# [Thunderbird & Google Calendar] Termine nur bei Bestätigung übernehmen



## Frezl (23. Juli 2012)

Hallo allerseits,

ich nutze schon seit geraumer Zeit Thunderbird mit dem Lightning-Plugin, um meine Termine zu verwalten. U. a. habe ich auch einen Google-Kalender eingebunden, die ich gemeinsam mit meinen Kommilitonen pflege.

Daraus ergibt sich aber folgendes Problem: Jeder schreibt die Termine, die er für wichtig hält, in diesen Kalender. Diese tauchen dann auch alle in meinem Lightning auf, werden mit meinem Handy synchronisiert etc., obwohl sie nicht immer relenvant für mich sind. So stehen z. B. viele Termine von Prüfungen drin, die ich gar nicht schreibe. Das müllt mein Lightning ziemlich zu.

Daher suche ich ein Plugin, das mir neue Termine aus Remote-Kalendern "vorlegt" und ich dann entscheiden kann, ob ich die in Lightning übernehmen will oder nicht.

In Lightning habe ich diese Funktion nicht gefunden und auch das Plugin "Provider for Google Calendar", was für das Bearbeiten der Google-Kalender nötig ist, kennt diese Funktion nicht.

Weiß jemand Rat? Würde mich sehr über einen Tipp freuen!

Viele Grüße
Frezl


----------



## Jan-Frederik Stieler (23. Juli 2012)

Datensätze:
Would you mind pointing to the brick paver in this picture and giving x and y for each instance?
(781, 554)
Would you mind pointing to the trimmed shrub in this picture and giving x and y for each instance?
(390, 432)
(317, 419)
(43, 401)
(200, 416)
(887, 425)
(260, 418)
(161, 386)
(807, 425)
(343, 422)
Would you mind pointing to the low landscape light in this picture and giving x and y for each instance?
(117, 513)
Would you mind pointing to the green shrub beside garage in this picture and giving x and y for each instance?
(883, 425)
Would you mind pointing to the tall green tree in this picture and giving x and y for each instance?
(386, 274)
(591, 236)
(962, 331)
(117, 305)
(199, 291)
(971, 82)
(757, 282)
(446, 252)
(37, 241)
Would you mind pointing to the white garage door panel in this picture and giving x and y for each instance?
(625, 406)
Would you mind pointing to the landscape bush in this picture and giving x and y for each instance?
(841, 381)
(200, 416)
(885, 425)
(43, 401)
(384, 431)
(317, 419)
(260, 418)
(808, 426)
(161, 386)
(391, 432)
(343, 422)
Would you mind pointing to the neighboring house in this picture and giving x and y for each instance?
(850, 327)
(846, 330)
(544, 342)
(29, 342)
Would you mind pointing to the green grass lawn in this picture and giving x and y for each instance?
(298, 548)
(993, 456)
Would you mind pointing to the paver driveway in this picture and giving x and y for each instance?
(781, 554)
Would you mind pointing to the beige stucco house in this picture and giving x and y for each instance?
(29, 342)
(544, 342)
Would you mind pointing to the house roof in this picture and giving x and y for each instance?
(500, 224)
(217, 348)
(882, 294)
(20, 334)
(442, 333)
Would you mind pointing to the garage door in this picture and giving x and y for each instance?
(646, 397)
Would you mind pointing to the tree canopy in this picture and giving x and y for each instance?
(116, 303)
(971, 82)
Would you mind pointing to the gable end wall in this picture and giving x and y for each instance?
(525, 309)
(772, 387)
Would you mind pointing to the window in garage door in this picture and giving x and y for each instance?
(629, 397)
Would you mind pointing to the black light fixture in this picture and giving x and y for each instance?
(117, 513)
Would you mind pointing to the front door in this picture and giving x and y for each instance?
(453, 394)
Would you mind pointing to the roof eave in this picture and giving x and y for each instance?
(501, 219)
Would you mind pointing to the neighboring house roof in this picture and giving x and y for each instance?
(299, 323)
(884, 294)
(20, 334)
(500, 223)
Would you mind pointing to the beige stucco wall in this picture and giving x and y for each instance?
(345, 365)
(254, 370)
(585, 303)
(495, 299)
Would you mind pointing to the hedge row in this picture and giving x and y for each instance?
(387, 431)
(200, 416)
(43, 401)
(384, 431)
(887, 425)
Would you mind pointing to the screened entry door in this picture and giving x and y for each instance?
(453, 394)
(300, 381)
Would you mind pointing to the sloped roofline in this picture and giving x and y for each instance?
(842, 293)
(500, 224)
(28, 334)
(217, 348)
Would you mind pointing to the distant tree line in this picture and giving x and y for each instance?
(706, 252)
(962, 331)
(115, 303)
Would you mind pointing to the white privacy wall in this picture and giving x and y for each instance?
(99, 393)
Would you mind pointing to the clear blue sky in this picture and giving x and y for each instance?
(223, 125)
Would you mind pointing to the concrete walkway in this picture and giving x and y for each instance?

--

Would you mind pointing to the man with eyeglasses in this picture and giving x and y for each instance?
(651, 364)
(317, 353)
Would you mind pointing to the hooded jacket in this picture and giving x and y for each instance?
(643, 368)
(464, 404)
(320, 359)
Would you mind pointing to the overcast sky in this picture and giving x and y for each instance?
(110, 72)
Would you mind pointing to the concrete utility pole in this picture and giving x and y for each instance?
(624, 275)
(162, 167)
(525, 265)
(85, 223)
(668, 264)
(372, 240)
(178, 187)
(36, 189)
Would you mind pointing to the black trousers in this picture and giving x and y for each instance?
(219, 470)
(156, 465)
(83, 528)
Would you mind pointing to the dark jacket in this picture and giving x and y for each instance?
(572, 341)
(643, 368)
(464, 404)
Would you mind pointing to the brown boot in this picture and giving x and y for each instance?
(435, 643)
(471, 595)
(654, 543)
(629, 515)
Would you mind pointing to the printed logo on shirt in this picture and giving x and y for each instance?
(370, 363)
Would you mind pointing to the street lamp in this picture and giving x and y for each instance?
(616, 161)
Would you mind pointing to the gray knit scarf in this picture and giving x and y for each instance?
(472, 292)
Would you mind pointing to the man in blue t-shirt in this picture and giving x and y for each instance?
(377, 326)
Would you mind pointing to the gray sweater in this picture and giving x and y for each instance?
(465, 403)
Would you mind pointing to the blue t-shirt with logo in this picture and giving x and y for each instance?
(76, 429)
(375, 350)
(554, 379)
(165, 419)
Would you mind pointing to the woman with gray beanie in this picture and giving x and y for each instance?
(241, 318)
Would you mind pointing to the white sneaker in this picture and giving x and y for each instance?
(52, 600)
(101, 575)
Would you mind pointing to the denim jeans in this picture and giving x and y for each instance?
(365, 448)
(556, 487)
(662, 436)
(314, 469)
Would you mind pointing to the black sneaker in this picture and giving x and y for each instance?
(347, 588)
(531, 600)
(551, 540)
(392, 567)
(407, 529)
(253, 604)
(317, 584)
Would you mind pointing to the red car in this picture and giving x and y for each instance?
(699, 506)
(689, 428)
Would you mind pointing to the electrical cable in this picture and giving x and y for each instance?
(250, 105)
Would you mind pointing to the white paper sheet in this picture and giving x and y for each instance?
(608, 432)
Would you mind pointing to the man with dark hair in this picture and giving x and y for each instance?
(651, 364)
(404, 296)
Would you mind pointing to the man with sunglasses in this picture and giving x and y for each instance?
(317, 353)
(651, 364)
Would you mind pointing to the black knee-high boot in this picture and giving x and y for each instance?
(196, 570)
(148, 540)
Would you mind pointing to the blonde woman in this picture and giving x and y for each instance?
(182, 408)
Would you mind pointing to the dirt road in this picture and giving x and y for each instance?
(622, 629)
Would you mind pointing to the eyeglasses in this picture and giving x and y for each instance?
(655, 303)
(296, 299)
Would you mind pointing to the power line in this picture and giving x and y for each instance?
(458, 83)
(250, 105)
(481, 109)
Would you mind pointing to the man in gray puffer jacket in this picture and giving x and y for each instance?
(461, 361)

• _AUFGABEN_
**A.** Beantworte zum Forumsbeitrag über Thunderbird und Google Calendar diese Fragen:
(i) Mit welchem Plugin werden in Thunderbird die Termine verwaltet?
(ii) Mit wem wird der eingebundene Google-Kalender gemeinsam gepflegt?
(iii) Welches Plugin ist laut Beitrag für das Bearbeiten der Google-Kalender nötig?
**B.** Entnimm dem Forumsbeitrag über Thunderbird und Google Calendar wortgetreu alles von "# [Thunderbird &" bis hinunter zu "meinen Kommilitonen pflege.".
**C.** Fasse im Forumsbeitrag über Thunderbird und Google Calendar den Absatz, der mit „Daraus ergibt sich aber folgendes Problem“ beginnt, kürzer zusammen und behalte dabei die wesentlichen Fakten bei.

• _SCHRIFTLICHE ANTWORTEN_
**A.**
(i) Mit dem Lightning-Plugin.
(ii) Mit den Kommilitonen.
(iii) Das Plugin „Provider for Google Calendar“.

**B.**
# [Thunderbird & Google Calendar] Termine nur bei Bestätigung übernehmen



## Frezl (23. Juli 2012)

Hallo allerseits,

ich nutze schon seit geraumer Zeit Thunderbird mit dem Lightning-Plugin, um meine Termine zu verwalten. U. a. habe ich auch einen Google-Kalender eingebunden, die ich gemeinsam mit meinen Kommilitonen pflege.

**C.** Jeder trägt die Termine, die er für wichtig hält, in den gemeinsamen Kalender ein. Alle diese Termine erscheinen in Lightning und werden mit dem Handy synchronisiert, auch wenn sie nicht immer relevant sind, etwa viele Prüfungstermine für nicht geschriebene Prüfungen. Das müllt Lightning ziemlich zu.